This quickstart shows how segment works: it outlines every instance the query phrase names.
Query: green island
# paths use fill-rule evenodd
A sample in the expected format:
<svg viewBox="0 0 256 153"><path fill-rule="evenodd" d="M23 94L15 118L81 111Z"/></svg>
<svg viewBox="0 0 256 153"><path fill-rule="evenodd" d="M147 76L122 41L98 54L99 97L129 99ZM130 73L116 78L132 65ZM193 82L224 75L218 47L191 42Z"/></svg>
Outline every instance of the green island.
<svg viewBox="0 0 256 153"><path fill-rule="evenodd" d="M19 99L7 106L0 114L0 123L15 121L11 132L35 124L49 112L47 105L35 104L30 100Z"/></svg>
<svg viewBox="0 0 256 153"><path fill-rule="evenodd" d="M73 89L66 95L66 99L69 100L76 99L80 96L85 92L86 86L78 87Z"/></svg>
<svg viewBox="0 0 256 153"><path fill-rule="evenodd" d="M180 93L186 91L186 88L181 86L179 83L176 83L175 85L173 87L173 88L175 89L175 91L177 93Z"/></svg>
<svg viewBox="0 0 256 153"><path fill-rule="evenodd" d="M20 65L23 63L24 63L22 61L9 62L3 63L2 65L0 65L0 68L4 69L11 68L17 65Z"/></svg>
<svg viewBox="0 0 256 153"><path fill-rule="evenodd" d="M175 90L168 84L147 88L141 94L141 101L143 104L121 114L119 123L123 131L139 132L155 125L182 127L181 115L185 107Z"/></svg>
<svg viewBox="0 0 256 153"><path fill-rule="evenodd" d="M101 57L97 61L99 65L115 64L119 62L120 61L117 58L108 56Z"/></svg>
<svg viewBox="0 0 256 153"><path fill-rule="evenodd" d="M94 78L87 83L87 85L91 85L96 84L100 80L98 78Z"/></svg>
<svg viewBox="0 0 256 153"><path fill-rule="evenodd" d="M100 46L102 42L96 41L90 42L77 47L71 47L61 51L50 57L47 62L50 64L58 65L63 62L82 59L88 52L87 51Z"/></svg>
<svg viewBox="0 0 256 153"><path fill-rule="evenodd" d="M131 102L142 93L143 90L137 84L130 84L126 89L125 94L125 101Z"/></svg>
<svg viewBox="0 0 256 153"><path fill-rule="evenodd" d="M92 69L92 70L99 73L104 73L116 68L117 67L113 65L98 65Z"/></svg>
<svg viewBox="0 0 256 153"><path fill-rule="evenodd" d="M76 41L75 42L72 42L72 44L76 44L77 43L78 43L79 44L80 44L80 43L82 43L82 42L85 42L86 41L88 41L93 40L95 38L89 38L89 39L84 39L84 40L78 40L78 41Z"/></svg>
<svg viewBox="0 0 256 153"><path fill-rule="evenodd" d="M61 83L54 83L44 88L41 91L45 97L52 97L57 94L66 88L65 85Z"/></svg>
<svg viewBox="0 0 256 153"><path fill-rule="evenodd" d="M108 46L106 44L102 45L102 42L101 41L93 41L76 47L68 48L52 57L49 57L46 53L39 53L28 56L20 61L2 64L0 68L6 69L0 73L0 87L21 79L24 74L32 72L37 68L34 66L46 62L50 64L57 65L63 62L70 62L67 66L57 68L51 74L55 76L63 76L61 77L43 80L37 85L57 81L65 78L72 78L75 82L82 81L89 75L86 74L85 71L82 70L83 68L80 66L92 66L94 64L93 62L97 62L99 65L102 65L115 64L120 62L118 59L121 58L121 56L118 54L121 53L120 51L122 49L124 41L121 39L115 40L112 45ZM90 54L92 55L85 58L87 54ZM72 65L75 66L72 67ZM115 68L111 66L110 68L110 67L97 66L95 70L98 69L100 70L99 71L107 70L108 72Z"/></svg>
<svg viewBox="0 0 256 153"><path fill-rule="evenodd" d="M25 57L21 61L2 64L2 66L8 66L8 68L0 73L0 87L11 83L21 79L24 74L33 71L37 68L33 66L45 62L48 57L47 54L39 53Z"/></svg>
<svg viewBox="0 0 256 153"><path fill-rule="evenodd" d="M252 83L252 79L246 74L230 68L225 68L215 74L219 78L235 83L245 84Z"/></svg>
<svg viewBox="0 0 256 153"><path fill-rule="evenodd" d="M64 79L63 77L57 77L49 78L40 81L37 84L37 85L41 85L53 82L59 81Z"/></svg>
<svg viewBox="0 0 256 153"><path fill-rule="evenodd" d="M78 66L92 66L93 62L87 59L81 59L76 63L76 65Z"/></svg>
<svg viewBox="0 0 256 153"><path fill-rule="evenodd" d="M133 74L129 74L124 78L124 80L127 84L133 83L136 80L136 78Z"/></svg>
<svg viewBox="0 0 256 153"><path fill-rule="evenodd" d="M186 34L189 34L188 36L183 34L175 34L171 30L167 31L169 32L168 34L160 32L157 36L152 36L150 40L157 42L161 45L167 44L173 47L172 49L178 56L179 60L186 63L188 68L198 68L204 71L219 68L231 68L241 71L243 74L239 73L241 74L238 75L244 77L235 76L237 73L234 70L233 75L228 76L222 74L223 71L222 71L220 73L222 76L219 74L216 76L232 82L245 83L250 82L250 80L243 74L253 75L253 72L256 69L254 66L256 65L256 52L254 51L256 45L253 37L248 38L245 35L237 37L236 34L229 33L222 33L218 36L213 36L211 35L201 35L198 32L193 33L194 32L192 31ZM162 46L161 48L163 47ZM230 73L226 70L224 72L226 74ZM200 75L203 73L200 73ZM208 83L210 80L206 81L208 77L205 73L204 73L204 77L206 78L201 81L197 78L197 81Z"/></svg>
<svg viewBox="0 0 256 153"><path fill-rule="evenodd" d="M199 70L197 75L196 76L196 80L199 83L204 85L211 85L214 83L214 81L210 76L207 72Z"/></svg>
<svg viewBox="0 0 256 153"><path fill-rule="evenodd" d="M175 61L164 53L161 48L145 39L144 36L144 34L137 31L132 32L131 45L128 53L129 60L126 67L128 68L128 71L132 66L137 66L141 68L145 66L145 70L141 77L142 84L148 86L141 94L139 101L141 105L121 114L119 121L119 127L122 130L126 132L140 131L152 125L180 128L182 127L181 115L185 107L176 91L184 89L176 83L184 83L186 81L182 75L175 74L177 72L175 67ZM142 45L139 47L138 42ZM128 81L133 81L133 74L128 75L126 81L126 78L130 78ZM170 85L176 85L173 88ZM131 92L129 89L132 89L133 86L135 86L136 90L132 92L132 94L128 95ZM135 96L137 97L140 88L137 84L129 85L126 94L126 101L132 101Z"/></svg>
==============================
**Problem to work on:** Recast every line of the records above as a JSON list of strings, one string per line, leaving out blank lines.

**Correct result:**
[
  "This quickstart shows how segment works: it outlines every instance the query phrase names.",
  "Query: green island",
  "# paths use fill-rule evenodd",
  "A sample in the expected format:",
  "<svg viewBox=\"0 0 256 153\"><path fill-rule=\"evenodd\" d=\"M23 94L15 118L81 111Z\"/></svg>",
  "<svg viewBox=\"0 0 256 153\"><path fill-rule=\"evenodd\" d=\"M147 76L122 41L98 54L99 97L129 99ZM130 73L116 78L132 65ZM193 82L224 75L218 47L191 42Z\"/></svg>",
  "Outline every instance of the green island.",
  "<svg viewBox=\"0 0 256 153\"><path fill-rule=\"evenodd\" d=\"M19 99L7 106L0 114L0 123L15 121L11 132L35 124L49 112L47 105L35 104L30 100Z\"/></svg>",
  "<svg viewBox=\"0 0 256 153\"><path fill-rule=\"evenodd\" d=\"M73 89L66 95L66 99L69 100L76 99L80 96L85 92L86 86L78 87Z\"/></svg>",
  "<svg viewBox=\"0 0 256 153\"><path fill-rule=\"evenodd\" d=\"M180 93L186 91L186 88L181 86L179 83L176 83L175 85L173 87L173 88L175 89L175 91L177 93Z\"/></svg>",
  "<svg viewBox=\"0 0 256 153\"><path fill-rule=\"evenodd\" d=\"M20 65L23 63L24 63L22 61L9 62L3 63L2 65L0 65L0 68L4 69L11 68L17 65Z\"/></svg>",
  "<svg viewBox=\"0 0 256 153\"><path fill-rule=\"evenodd\" d=\"M175 90L168 84L147 88L141 94L141 101L143 104L121 114L119 123L123 131L139 132L155 125L182 127L181 115L185 107Z\"/></svg>",
  "<svg viewBox=\"0 0 256 153\"><path fill-rule=\"evenodd\" d=\"M101 57L97 61L99 65L115 64L119 62L120 61L117 58L108 56Z\"/></svg>",
  "<svg viewBox=\"0 0 256 153\"><path fill-rule=\"evenodd\" d=\"M94 78L87 83L87 85L91 85L96 84L100 80L98 78Z\"/></svg>",
  "<svg viewBox=\"0 0 256 153\"><path fill-rule=\"evenodd\" d=\"M100 46L102 42L96 41L90 42L77 47L71 47L61 51L50 57L47 62L50 64L58 65L63 62L82 59L88 52L87 51Z\"/></svg>",
  "<svg viewBox=\"0 0 256 153\"><path fill-rule=\"evenodd\" d=\"M131 102L142 93L143 90L137 84L130 84L126 89L125 94L125 101Z\"/></svg>",
  "<svg viewBox=\"0 0 256 153\"><path fill-rule=\"evenodd\" d=\"M92 69L92 70L99 73L104 73L116 68L117 67L113 65L98 65Z\"/></svg>",
  "<svg viewBox=\"0 0 256 153\"><path fill-rule=\"evenodd\" d=\"M76 41L75 42L72 42L72 44L76 44L77 43L78 43L79 44L80 44L80 43L82 43L82 42L85 42L86 41L88 41L93 40L95 38L89 38L89 39L84 39L84 40L78 40L78 41Z\"/></svg>",
  "<svg viewBox=\"0 0 256 153\"><path fill-rule=\"evenodd\" d=\"M61 83L54 83L44 88L41 91L45 97L52 97L57 94L66 88L65 85Z\"/></svg>",
  "<svg viewBox=\"0 0 256 153\"><path fill-rule=\"evenodd\" d=\"M108 46L106 44L102 45L102 42L101 41L93 41L76 47L68 48L52 57L49 57L46 53L39 53L28 56L20 61L2 64L0 68L6 69L0 73L0 87L21 79L24 74L32 72L37 68L34 66L46 62L50 64L57 65L63 62L70 62L67 66L57 68L51 74L55 76L63 76L61 77L43 80L37 85L57 81L65 78L72 78L75 82L82 81L89 75L86 74L85 71L82 70L83 68L80 66L92 66L94 64L93 62L97 62L99 65L102 65L115 64L120 62L118 59L121 58L121 56L118 54L121 53L120 51L122 49L124 41L121 39L115 40L112 45ZM90 54L92 55L85 58L87 54ZM72 65L75 66L72 67ZM115 68L111 66L110 68L110 67L97 66L95 70L98 69L100 70L99 71L107 70L108 72Z\"/></svg>",
  "<svg viewBox=\"0 0 256 153\"><path fill-rule=\"evenodd\" d=\"M25 57L21 61L2 64L2 66L8 66L8 68L0 73L0 87L11 83L21 79L24 74L33 71L37 68L33 66L45 62L48 57L47 54L39 53Z\"/></svg>",
  "<svg viewBox=\"0 0 256 153\"><path fill-rule=\"evenodd\" d=\"M252 83L252 79L246 74L230 68L225 68L215 74L219 78L235 83L245 84Z\"/></svg>",
  "<svg viewBox=\"0 0 256 153\"><path fill-rule=\"evenodd\" d=\"M64 79L63 77L57 77L49 78L40 81L37 84L37 85L41 85L53 82L59 81Z\"/></svg>",
  "<svg viewBox=\"0 0 256 153\"><path fill-rule=\"evenodd\" d=\"M78 66L92 66L93 62L87 59L81 59L76 63L76 65Z\"/></svg>",
  "<svg viewBox=\"0 0 256 153\"><path fill-rule=\"evenodd\" d=\"M133 74L129 74L124 78L124 80L127 84L133 83L136 80L136 78Z\"/></svg>",
  "<svg viewBox=\"0 0 256 153\"><path fill-rule=\"evenodd\" d=\"M186 34L189 34L188 36L183 34L175 34L171 30L167 31L169 32L168 34L160 32L157 36L152 36L150 40L157 42L161 45L167 44L173 47L172 49L178 56L179 60L186 63L188 68L198 68L204 71L219 68L231 68L241 71L243 74L239 73L241 74L238 75L244 77L235 76L237 73L234 70L233 75L228 76L222 74L223 71L222 71L220 73L222 76L219 74L216 76L232 82L245 83L250 82L250 80L243 74L253 75L253 72L256 69L254 66L256 65L256 52L254 51L256 45L253 37L248 38L245 35L237 37L236 34L229 33L222 33L218 36L213 36L211 35L201 35L198 32L193 33L194 32L192 31ZM162 46L161 48L163 47ZM230 73L226 70L224 72L226 74ZM200 75L203 73L200 73ZM208 83L210 80L206 81L208 77L205 73L204 73L204 77L206 78L201 81L197 78L197 81Z\"/></svg>",
  "<svg viewBox=\"0 0 256 153\"><path fill-rule=\"evenodd\" d=\"M199 70L197 75L196 76L196 80L199 83L204 85L211 85L214 83L214 81L210 76L207 72Z\"/></svg>",
  "<svg viewBox=\"0 0 256 153\"><path fill-rule=\"evenodd\" d=\"M175 61L164 53L161 48L145 39L144 36L144 34L137 31L132 32L131 45L128 53L129 60L126 67L128 68L128 71L132 66L137 66L141 68L145 66L145 70L141 77L142 84L148 86L141 94L139 101L141 105L121 114L119 121L119 127L122 130L126 132L140 131L152 125L180 128L182 127L181 115L185 107L176 91L184 89L176 83L184 83L186 81L182 75L175 74L177 72L175 67ZM142 45L139 47L138 42ZM128 81L133 81L133 74L128 75L126 81L126 78L130 78ZM170 85L176 85L173 88ZM131 92L129 89L132 89L133 86L135 86L136 90L132 92L132 94L128 95ZM135 96L137 97L140 88L137 84L129 85L126 94L126 101L132 101Z\"/></svg>"
]